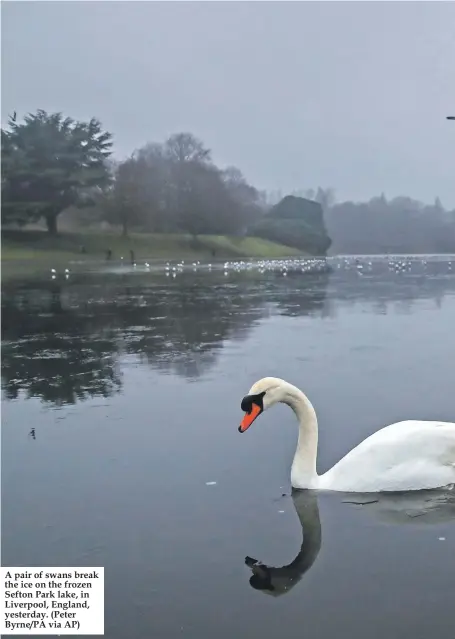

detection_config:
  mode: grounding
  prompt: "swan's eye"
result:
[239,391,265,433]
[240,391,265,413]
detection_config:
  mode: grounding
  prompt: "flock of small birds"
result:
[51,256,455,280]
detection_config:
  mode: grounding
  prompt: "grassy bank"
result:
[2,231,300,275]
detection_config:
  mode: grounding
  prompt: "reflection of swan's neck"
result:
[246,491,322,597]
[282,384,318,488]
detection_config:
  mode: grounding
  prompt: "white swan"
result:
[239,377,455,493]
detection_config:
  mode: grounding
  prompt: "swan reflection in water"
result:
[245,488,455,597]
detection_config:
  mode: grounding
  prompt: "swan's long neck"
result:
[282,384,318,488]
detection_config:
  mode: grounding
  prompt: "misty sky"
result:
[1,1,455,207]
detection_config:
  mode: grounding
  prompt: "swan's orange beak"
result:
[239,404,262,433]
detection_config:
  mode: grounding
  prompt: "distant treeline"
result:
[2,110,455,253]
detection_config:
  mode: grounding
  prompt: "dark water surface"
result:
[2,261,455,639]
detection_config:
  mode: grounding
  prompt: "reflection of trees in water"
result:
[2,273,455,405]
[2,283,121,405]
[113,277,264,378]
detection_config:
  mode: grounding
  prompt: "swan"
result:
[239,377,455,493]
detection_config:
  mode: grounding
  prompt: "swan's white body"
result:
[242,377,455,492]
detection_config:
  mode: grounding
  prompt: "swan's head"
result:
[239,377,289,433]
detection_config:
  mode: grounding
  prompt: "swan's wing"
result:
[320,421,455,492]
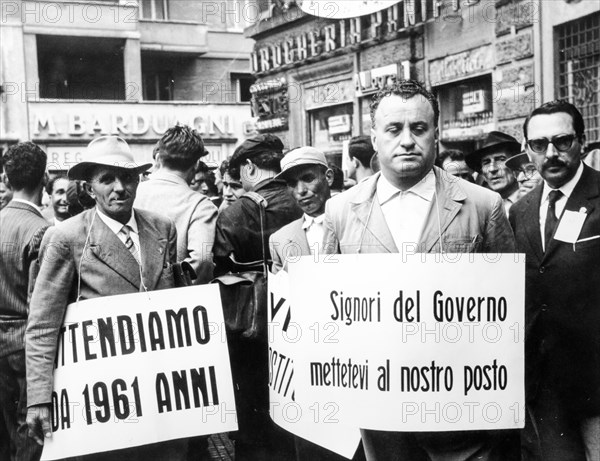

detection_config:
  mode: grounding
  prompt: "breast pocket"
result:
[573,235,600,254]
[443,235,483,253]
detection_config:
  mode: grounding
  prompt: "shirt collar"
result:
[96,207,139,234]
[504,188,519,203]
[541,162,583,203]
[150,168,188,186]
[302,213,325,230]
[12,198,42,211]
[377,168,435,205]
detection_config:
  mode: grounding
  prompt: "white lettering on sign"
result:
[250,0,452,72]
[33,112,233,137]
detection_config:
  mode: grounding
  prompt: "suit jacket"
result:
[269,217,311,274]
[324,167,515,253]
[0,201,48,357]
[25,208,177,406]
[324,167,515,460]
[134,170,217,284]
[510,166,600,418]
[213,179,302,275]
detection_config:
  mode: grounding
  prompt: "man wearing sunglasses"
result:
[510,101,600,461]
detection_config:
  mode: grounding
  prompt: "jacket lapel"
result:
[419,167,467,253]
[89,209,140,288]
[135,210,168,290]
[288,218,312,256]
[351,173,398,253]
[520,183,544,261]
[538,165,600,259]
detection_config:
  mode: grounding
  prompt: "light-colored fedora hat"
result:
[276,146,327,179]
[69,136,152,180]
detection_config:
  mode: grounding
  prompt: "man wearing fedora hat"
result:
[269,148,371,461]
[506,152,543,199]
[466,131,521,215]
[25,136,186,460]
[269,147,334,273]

> [WRITTEN TASK]
Find every line in the records above that contains the string "jacket", and copy each of those lines. Case counts.

> [RESPONSE FOR THIS EXERCISE]
  prompt: "suit jacket"
  prompt: "jacket lapel"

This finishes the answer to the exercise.